▶ [Challenge]
Transcribe the listing word for word.

▶ [Named object pointing entries]
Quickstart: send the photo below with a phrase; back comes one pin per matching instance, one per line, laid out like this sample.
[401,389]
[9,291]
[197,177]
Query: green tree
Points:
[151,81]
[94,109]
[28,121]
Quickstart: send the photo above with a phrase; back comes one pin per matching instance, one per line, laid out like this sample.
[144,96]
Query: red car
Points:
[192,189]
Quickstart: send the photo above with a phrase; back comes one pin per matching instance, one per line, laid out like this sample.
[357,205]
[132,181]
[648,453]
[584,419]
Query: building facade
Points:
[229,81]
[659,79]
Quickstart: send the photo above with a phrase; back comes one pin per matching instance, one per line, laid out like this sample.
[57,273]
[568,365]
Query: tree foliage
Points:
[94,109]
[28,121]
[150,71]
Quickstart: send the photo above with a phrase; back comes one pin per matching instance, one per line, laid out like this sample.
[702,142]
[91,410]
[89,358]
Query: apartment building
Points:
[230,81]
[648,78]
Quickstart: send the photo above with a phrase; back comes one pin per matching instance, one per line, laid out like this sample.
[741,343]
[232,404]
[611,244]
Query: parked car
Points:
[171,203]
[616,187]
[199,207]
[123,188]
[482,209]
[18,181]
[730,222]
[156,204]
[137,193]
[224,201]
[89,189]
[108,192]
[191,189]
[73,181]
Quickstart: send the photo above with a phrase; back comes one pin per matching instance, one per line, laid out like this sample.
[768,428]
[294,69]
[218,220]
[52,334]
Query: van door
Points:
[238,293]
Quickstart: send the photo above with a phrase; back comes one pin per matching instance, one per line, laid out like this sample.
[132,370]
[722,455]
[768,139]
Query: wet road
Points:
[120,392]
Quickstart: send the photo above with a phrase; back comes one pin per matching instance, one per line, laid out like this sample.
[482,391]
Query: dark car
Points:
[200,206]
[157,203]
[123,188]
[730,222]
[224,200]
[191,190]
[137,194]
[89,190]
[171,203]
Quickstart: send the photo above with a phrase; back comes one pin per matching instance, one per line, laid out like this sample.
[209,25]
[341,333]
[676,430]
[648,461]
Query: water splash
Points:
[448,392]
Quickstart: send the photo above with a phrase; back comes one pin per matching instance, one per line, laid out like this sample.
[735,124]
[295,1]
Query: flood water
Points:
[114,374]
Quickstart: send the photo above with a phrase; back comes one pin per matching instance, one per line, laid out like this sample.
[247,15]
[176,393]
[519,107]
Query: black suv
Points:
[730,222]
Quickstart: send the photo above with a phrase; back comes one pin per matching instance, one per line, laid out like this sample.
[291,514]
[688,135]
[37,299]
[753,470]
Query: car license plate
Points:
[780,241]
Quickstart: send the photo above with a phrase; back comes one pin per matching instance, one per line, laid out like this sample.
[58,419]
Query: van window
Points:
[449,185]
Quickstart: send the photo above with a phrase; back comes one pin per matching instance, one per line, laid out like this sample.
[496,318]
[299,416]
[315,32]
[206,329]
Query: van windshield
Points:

▶ [Exercise result]
Quickstart: send the photo below with a phrase; back comes one pin per matching instance, one per line, laid out like this sample.
[401,389]
[9,291]
[197,177]
Query: green tree
Points:
[151,81]
[94,109]
[28,121]
Quickstart: send the photo above with a phrase; back comes one pin per matching instance, one per line, laid out like this sample.
[144,96]
Query: red car
Points:
[192,189]
Quickstart: send the photo above with a phrase; back comes one pin per matching instance, one per line, laid out like this sample.
[357,205]
[132,181]
[648,453]
[584,419]
Query: building facade
Points:
[229,81]
[659,79]
Quickstart: send the photo above with a phrase; back comes one pin per matching instance, one per line, laid out like this sample.
[57,273]
[568,365]
Query: tree foliage
Points:
[94,109]
[28,121]
[150,71]
Quickstart: send the photo above with a phrase; back comes one pin per matching instance, one per line, laid out like this sample.
[702,142]
[91,410]
[89,358]
Query: apartment building
Points:
[230,81]
[648,78]
Quickstart: send the photo above with a phrase; back comes one pin per matching instance, one per line, laid out like this sample.
[741,343]
[232,404]
[611,244]
Query: parked car
Points:
[171,203]
[616,187]
[199,207]
[123,188]
[482,209]
[18,181]
[730,222]
[156,204]
[137,193]
[224,201]
[89,189]
[108,192]
[191,189]
[73,181]
Quickstart: send the photo above with a phrase; back comes one pin per matching instance, one per line, laid out like this sample.
[768,428]
[294,69]
[218,220]
[52,334]
Query: van door
Points:
[238,293]
Quickstart: send the photo above with a phrase; back comes one pin per matching instance, one per line, laid out like this sample.
[132,370]
[722,455]
[768,139]
Query: wet road
Points:
[120,392]
Quickstart: send the photo above with a phrase; back comes one pin per matching instance, one per line, laid out like this sample.
[482,391]
Query: dark car
Points:
[200,206]
[157,203]
[123,188]
[730,222]
[224,200]
[191,190]
[137,194]
[89,190]
[171,203]
Quickstart: send the photo above with a phrase; back comes one pin per matching instance, one per line, laid out like this sample.
[209,25]
[341,333]
[676,430]
[648,461]
Query: water splash
Points:
[448,392]
Quickstart: send the photo above with a phrase; back comes one pin per matching instance, one per line, laid out like this sample.
[735,124]
[295,1]
Query: flood water
Points:
[114,374]
Quickstart: send the photo above with a phrase; back comes one pin per matching instance, one per line, laid out like this sample.
[247,15]
[176,393]
[519,107]
Query: black suv
Points:
[730,222]
Quickstart: send the photo above with a phrase; back comes one pin per matching instance, one per line, laid out like this sample.
[291,514]
[688,135]
[37,299]
[753,470]
Query: car license plate
Points:
[780,241]
Quickstart: send the photo above with a phrase; back comes one pin per matching instance, one per line, laid out like this sample.
[58,419]
Query: van window
Points:
[449,185]
Quickstart: send the photo above with a phrase; back comes one pin per matching instance, one per line, laid out like this sample.
[496,318]
[299,416]
[315,32]
[206,329]
Query: van windshield
Points:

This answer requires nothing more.